### Passage:

--

Overview
Integrating information from data sources representing different study designs has the potential to strengthen evidence in population health research. However, this concept of evidence “triangulation” presents a number of challenges for systematically identifying and integrating relevant information.
In this medRxiv preprint we present ASQ (Annotated Semantic Queries), a natural language query interface to the integrated biomedical entities and epidemiological evidence in EpiGraphDB . ASQ enables users to extract “claims” from a piece of unstructured text, and then investigate the evidence that could either support, contradict the claims, or offer additional information to the query.
The ASQ approach has the potential to support the rapid review of pre-prints, grant applications, conference abstracts and articles submitted for peer review. ASQ implements strategies to harmonize biomedical entities in different taxonomies and evidence from different sources, to facilitate evidence triangulation and interpretation.

--

Saved data entries:
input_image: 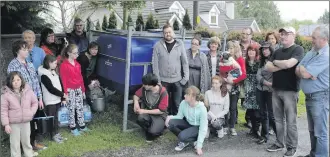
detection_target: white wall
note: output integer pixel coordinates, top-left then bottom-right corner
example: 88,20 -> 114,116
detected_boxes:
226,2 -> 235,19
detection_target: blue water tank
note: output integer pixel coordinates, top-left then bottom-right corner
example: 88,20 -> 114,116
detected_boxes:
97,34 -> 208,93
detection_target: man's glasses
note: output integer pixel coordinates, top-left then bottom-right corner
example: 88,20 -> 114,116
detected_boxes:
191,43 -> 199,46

--

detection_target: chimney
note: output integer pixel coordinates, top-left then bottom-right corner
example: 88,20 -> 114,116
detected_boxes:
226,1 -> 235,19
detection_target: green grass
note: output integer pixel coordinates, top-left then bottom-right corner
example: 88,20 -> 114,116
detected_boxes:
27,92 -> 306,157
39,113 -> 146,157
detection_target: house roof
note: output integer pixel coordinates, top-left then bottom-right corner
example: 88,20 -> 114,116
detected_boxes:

--

### Problems to work on:
(a) Please decide whether each statement agrees with the ASQ overview, answering yes or no and quoting the words that settle it: (i) ASQ is a natural language query interface to EpiGraphDB; (ii) ASQ lets users pull claims out of unstructured text; (iii) ASQ is intended only for reviewing published journal articles.
(b) Carry on the ASQ overview from its last sentence.
None of the lines are needed here.

### Task-by-task results:
(a)
(i) Yes: "a natural language query interface to the integrated biomedical entities and epidemiological evidence in EpiGraphDB"
(ii) Yes: "ASQ enables users to extract “claims” from a piece of unstructured text"
(iii) No: "the rapid review of pre-prints, grant applications, conference abstracts and articles submitted for peer review"

(b)
ASQ is openly available at https://asq.epigraphdb.org.
What we did
The ASQ platform was designed as a natural language interface to the EpiGraphDB biomedical knowledge graph. ASQ considers two primary evidence groups in EpigraphDB:
- Triple and literature evidence, comprising semantic triples derived from the biomedical literature
- Association evidence, comprising results from genetic correlation, polygenic risk score association and Mendelian randomization
The user interface accepts free text entry (e.g. the abstract of a pre-print or journal article, the summary of a grant application, etc). We then use SemRep [1] to derive “claim triples” (Subject-PREDICATE-Object). The user then selects a triple of interest for analysis.
ASQ maps biomedical entities in the Subject and Object parts of the claim triple to biomedical entities in EpiGraphDB. The system then retrieves evidence from the two evidence categories (above) that link the Subject and Object.
Figure 1 provides an overview of the architecture of the platform.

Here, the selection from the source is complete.